(Records from a data collection)
■ ■ ■ ■ ■
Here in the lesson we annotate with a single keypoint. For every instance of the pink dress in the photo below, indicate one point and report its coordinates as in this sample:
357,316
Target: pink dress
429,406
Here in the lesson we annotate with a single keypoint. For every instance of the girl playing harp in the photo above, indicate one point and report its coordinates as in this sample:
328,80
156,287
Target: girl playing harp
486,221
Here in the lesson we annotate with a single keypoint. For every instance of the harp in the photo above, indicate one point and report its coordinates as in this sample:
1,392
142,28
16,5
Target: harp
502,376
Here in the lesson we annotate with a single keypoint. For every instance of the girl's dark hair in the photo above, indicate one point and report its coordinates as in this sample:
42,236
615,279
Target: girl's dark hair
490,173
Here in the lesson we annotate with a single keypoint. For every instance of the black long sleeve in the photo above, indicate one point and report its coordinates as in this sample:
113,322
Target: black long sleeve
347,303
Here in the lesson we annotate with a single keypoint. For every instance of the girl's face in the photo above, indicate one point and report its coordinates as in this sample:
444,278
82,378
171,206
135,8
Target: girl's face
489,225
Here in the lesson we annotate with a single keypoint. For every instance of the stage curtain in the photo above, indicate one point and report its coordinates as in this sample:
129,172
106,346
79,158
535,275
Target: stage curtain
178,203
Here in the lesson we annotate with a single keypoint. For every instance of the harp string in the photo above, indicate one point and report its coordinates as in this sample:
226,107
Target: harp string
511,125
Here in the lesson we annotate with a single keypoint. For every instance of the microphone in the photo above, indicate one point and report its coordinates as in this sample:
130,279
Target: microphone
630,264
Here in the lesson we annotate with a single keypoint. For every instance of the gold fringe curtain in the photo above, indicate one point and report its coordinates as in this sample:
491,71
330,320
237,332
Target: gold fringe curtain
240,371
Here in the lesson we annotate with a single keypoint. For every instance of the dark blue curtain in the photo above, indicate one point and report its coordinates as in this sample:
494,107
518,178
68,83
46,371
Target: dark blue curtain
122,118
■ ■ ■ ■ ■
> [DIRECTIONS]
Give exactly the lines from the one with "of the gold" to the end of the entries, nothing before them.

> [RESULT]
Here in the lesson we annotate with a single keypoint. For every instance of the gold fringe curtain in the photo above, indicate one point and report its coordinates as in this sample:
491,71
330,320
237,332
Target: gold fringe curtain
240,371
Here in the lesson we annotate with a single keypoint. For every instance of the dark blue curtain in the photo above, indicate one point and report its coordinates as in this sample:
494,107
518,178
68,83
46,371
Target: dark blue curtain
122,118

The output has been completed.